#### [Material provided]
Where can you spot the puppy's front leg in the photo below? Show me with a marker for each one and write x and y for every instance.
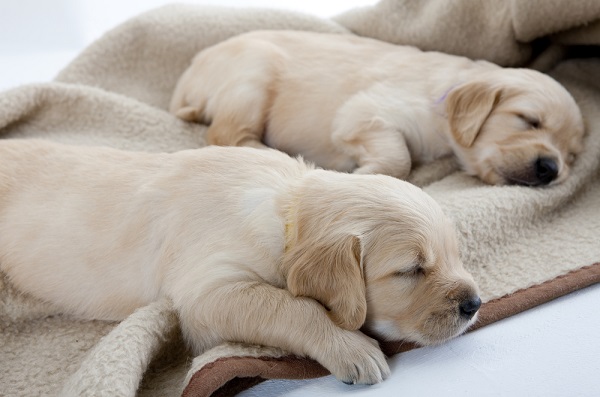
(259, 313)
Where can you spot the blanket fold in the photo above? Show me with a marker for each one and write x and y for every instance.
(524, 246)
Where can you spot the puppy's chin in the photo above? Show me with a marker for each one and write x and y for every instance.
(390, 331)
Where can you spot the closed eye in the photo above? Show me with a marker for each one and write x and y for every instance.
(416, 271)
(533, 122)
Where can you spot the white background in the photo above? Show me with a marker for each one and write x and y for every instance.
(552, 350)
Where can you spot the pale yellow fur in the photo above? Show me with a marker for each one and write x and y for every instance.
(100, 232)
(359, 105)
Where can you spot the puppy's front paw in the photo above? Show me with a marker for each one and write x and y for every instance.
(356, 359)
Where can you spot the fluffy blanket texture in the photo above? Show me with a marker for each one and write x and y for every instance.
(523, 245)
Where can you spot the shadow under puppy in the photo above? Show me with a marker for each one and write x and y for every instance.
(359, 105)
(250, 245)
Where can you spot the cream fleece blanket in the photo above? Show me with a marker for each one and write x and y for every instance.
(116, 94)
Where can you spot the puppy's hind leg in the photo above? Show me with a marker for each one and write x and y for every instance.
(375, 146)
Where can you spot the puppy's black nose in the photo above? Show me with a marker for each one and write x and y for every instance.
(469, 307)
(546, 170)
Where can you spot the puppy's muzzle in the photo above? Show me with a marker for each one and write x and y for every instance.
(469, 307)
(546, 170)
(541, 172)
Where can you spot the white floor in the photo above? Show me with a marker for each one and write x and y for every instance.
(552, 350)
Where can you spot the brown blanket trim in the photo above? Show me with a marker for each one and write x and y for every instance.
(230, 375)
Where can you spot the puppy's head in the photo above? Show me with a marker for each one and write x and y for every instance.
(378, 252)
(515, 126)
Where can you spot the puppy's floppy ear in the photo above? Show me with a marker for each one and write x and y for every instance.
(332, 273)
(468, 106)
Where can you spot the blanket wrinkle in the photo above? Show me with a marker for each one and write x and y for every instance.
(116, 93)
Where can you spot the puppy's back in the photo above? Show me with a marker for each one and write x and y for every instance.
(93, 229)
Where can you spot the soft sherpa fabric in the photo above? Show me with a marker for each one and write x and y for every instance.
(116, 94)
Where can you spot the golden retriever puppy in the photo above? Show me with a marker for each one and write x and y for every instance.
(250, 245)
(356, 104)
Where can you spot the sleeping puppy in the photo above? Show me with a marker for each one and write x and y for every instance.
(359, 105)
(250, 245)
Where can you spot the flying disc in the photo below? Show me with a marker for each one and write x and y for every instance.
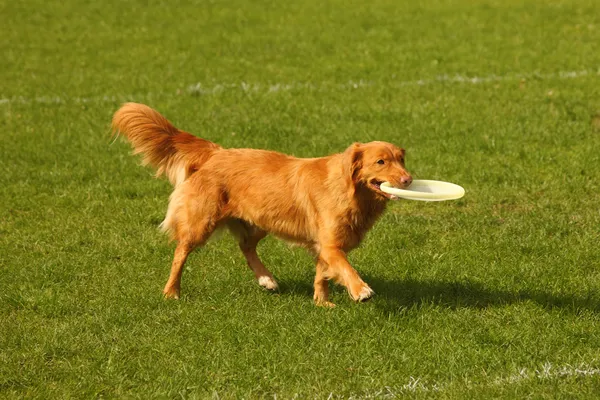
(426, 190)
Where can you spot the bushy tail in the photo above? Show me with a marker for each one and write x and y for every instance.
(172, 152)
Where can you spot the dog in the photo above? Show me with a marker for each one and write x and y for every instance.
(325, 204)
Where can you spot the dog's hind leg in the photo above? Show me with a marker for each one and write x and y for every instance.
(321, 296)
(184, 248)
(194, 222)
(248, 237)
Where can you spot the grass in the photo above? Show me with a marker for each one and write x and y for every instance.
(494, 295)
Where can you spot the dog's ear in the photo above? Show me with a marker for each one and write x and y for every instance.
(353, 160)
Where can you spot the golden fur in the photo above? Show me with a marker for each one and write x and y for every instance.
(325, 204)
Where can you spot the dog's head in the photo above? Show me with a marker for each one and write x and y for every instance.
(371, 164)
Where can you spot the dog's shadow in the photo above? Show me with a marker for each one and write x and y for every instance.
(394, 296)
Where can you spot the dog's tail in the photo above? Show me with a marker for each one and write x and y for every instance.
(172, 152)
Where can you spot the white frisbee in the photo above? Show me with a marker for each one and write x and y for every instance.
(426, 190)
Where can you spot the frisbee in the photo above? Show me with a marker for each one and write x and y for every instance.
(426, 190)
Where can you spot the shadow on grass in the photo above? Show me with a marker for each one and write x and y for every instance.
(395, 295)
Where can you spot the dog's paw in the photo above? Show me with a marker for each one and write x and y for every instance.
(268, 283)
(365, 294)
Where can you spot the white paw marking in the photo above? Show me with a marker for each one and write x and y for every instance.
(267, 282)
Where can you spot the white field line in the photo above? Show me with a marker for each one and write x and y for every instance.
(200, 89)
(416, 385)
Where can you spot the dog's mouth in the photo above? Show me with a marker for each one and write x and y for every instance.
(376, 186)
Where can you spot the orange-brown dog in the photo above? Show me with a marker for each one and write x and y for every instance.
(325, 204)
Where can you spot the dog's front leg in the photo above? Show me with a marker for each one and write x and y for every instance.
(333, 264)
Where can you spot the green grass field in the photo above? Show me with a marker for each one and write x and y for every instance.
(496, 295)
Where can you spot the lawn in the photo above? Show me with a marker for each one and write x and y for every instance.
(496, 295)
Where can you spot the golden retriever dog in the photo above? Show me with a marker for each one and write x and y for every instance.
(325, 204)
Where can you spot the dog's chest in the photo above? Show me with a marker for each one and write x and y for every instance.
(354, 225)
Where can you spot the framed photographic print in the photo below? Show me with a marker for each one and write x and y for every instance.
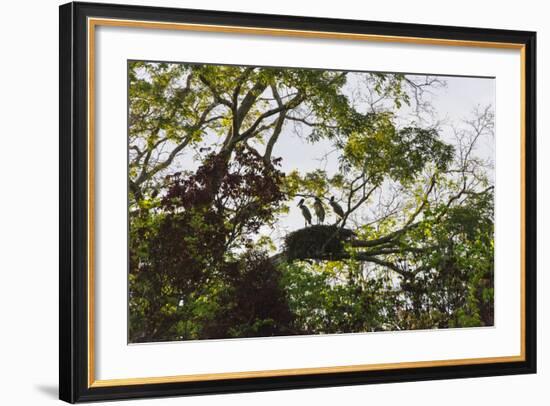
(256, 202)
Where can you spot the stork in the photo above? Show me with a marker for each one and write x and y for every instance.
(336, 207)
(305, 212)
(319, 210)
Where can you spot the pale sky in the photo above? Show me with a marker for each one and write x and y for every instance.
(452, 104)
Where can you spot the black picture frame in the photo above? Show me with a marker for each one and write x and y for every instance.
(73, 255)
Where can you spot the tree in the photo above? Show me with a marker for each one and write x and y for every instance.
(199, 262)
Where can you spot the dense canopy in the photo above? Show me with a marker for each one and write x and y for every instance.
(401, 233)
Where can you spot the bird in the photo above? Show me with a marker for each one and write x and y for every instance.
(305, 212)
(319, 210)
(337, 208)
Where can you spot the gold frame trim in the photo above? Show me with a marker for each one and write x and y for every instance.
(94, 22)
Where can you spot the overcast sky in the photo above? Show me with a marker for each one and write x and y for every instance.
(451, 103)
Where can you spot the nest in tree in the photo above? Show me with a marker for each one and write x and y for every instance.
(317, 242)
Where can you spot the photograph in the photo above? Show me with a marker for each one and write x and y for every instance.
(280, 201)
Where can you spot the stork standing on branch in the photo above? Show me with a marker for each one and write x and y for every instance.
(319, 210)
(305, 212)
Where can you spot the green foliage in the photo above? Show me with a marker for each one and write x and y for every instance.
(199, 262)
(317, 241)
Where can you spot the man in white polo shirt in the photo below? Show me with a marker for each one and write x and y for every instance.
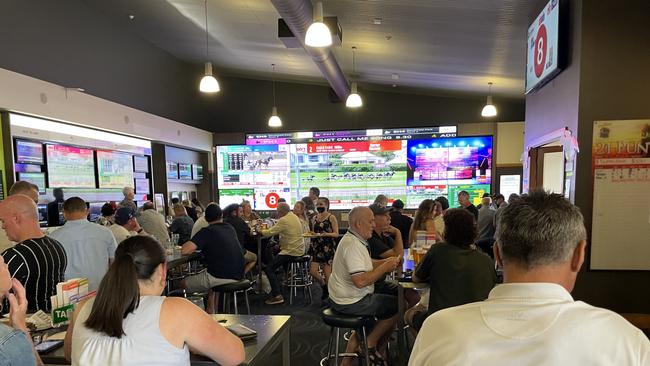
(532, 319)
(351, 285)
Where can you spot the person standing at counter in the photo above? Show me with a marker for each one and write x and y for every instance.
(37, 261)
(55, 208)
(153, 222)
(90, 247)
(125, 225)
(129, 323)
(291, 245)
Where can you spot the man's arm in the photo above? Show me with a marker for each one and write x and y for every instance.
(364, 279)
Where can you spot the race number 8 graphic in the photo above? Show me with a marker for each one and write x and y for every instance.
(540, 50)
(271, 200)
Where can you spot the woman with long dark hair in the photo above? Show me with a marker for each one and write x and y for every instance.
(129, 323)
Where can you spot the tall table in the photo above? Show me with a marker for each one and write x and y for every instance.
(272, 331)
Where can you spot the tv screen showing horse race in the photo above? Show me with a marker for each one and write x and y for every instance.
(352, 167)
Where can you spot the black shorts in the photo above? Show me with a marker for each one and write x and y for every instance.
(381, 306)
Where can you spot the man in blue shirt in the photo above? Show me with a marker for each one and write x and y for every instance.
(90, 247)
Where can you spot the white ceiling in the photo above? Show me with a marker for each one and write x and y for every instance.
(434, 45)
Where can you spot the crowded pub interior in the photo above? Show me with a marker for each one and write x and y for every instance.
(336, 182)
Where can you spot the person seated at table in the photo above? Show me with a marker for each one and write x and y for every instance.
(427, 218)
(126, 225)
(231, 216)
(107, 218)
(90, 247)
(351, 285)
(292, 245)
(458, 272)
(129, 323)
(532, 319)
(37, 261)
(16, 344)
(182, 224)
(221, 251)
(248, 214)
(385, 242)
(153, 222)
(322, 247)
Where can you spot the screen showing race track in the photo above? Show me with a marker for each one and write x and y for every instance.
(352, 168)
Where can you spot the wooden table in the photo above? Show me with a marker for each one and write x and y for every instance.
(272, 331)
(402, 342)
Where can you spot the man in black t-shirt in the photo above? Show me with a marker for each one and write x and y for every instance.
(458, 273)
(222, 254)
(37, 261)
(401, 221)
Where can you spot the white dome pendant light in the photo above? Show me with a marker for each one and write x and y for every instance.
(318, 34)
(209, 83)
(354, 99)
(274, 120)
(489, 110)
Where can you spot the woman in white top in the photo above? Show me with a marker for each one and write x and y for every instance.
(129, 323)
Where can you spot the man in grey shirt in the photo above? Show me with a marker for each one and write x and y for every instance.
(90, 247)
(153, 222)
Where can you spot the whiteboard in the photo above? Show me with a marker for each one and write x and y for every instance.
(621, 202)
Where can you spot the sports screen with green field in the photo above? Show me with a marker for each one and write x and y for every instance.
(352, 167)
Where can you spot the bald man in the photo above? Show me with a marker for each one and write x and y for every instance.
(292, 245)
(37, 261)
(21, 187)
(351, 285)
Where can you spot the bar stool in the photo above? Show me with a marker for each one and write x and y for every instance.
(337, 321)
(298, 277)
(234, 288)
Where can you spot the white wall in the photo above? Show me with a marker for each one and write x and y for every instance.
(24, 94)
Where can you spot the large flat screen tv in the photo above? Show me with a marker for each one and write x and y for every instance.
(115, 169)
(29, 152)
(70, 167)
(546, 48)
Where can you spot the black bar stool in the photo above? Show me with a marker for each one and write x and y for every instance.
(234, 288)
(337, 321)
(298, 277)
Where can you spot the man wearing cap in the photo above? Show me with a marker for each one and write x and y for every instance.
(220, 248)
(125, 224)
(401, 221)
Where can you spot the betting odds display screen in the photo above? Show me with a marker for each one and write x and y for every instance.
(352, 167)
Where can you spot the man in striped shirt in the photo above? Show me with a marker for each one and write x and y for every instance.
(37, 261)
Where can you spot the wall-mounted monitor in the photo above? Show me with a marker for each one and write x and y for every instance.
(115, 169)
(29, 152)
(141, 164)
(35, 178)
(184, 171)
(142, 186)
(197, 172)
(70, 167)
(172, 170)
(546, 48)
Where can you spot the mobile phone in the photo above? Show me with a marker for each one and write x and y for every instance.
(48, 346)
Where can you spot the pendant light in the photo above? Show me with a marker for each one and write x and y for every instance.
(489, 110)
(274, 120)
(354, 99)
(209, 83)
(318, 34)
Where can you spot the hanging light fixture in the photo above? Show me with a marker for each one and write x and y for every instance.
(318, 34)
(274, 120)
(489, 110)
(354, 99)
(209, 83)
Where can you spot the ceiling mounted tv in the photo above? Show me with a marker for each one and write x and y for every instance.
(546, 46)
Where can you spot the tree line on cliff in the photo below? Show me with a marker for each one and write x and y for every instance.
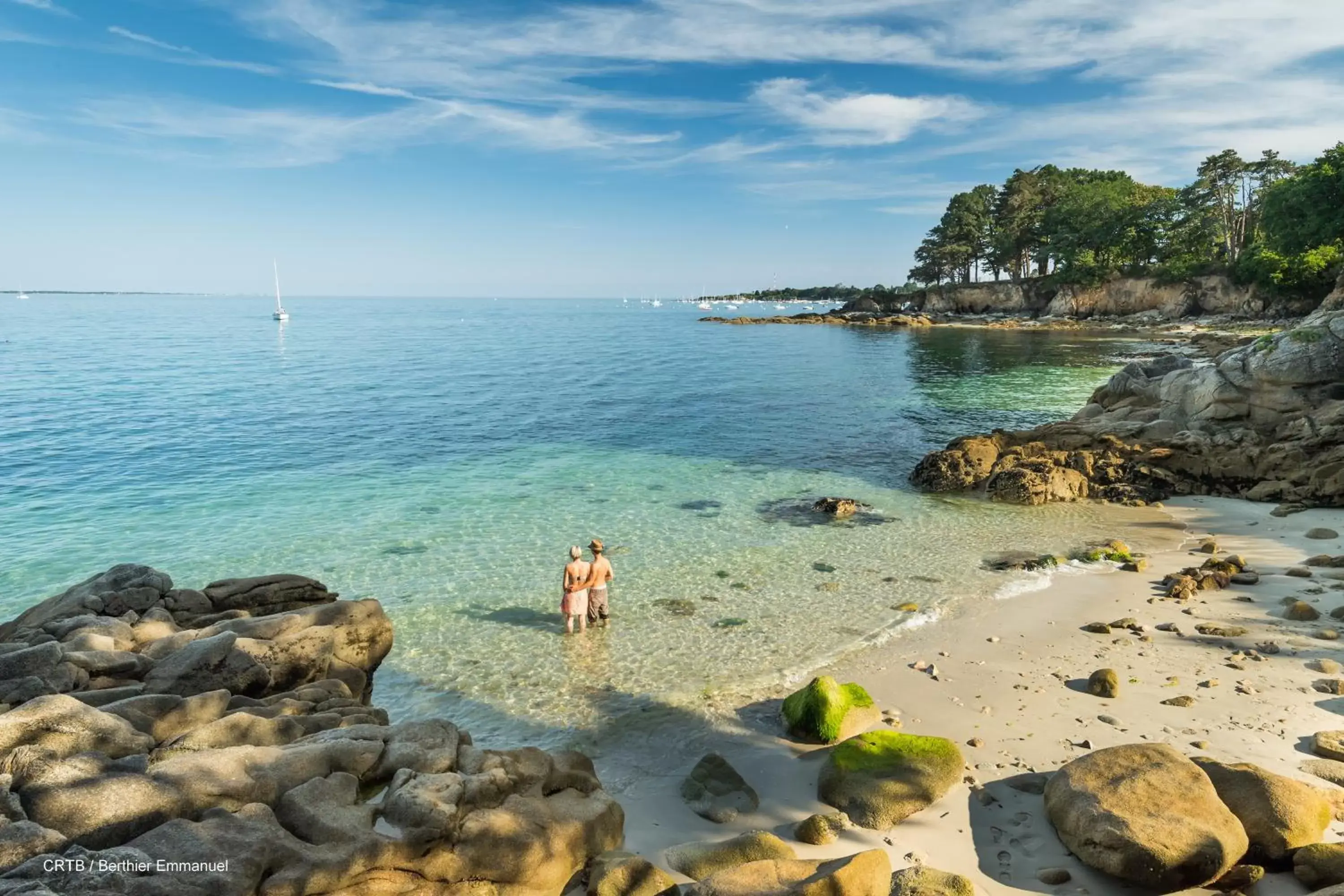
(1266, 222)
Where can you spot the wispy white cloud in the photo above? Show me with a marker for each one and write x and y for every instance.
(189, 57)
(287, 138)
(1162, 82)
(46, 6)
(859, 119)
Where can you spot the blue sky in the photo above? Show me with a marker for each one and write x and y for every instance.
(601, 148)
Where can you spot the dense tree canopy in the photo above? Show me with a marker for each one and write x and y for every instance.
(1265, 221)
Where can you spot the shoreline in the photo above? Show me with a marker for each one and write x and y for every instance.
(1010, 677)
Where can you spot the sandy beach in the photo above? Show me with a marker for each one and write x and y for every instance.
(1010, 680)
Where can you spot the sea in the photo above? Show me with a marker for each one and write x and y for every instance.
(444, 454)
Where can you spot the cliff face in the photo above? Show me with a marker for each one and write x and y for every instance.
(1264, 421)
(1116, 297)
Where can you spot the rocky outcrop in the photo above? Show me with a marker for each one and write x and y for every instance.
(242, 731)
(1264, 421)
(1147, 814)
(1116, 297)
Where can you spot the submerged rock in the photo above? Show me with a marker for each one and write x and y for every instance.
(717, 792)
(838, 508)
(620, 874)
(1147, 814)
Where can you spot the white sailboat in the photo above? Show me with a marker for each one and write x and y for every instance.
(280, 315)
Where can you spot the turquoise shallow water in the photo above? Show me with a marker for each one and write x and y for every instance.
(441, 456)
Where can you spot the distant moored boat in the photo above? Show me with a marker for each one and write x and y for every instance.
(280, 315)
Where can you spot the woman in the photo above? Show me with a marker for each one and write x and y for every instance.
(574, 603)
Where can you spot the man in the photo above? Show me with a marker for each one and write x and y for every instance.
(600, 574)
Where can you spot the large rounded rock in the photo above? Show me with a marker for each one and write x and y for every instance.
(827, 711)
(867, 874)
(883, 777)
(1279, 813)
(1147, 814)
(209, 664)
(65, 727)
(717, 792)
(92, 594)
(699, 860)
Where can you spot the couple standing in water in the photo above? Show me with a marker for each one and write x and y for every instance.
(585, 589)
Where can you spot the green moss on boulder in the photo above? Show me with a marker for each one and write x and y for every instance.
(883, 777)
(620, 874)
(920, 880)
(699, 860)
(828, 711)
(1320, 864)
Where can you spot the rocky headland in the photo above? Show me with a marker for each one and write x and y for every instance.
(1213, 303)
(1262, 421)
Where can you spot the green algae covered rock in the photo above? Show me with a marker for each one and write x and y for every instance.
(1320, 864)
(883, 777)
(828, 711)
(1116, 551)
(702, 859)
(820, 831)
(867, 874)
(920, 880)
(620, 874)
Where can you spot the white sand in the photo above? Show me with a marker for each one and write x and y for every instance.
(1021, 695)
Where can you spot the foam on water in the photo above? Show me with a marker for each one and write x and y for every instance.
(443, 456)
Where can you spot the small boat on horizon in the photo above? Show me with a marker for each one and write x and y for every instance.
(280, 314)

#### [The task]
Retype exactly the lines from the one containing "Where can you spot the rocky headland" through the last line of the records above, including both.

#### [The result]
Where can you spot the rocky headland in the photo above? Show me with a marker for each one and write x and y for every instance.
(1213, 303)
(1262, 421)
Where can you spot the green algae covered rock in the photo above? Show me with a marker for each one and write x and y for every instance.
(1320, 864)
(883, 777)
(828, 711)
(1116, 551)
(702, 859)
(820, 831)
(867, 874)
(920, 880)
(620, 874)
Where can you spot the white sand in the photo above? Show me with a marker for each one and write x and y for every instance.
(1021, 695)
Where can you spot the foam on water in the photo above? Show me with a marker for each one and write x and y for every instance.
(443, 456)
Where can you spot the small boat on horizon in the photo above? Show me with a marker for each one and write x and y for every instance.
(280, 314)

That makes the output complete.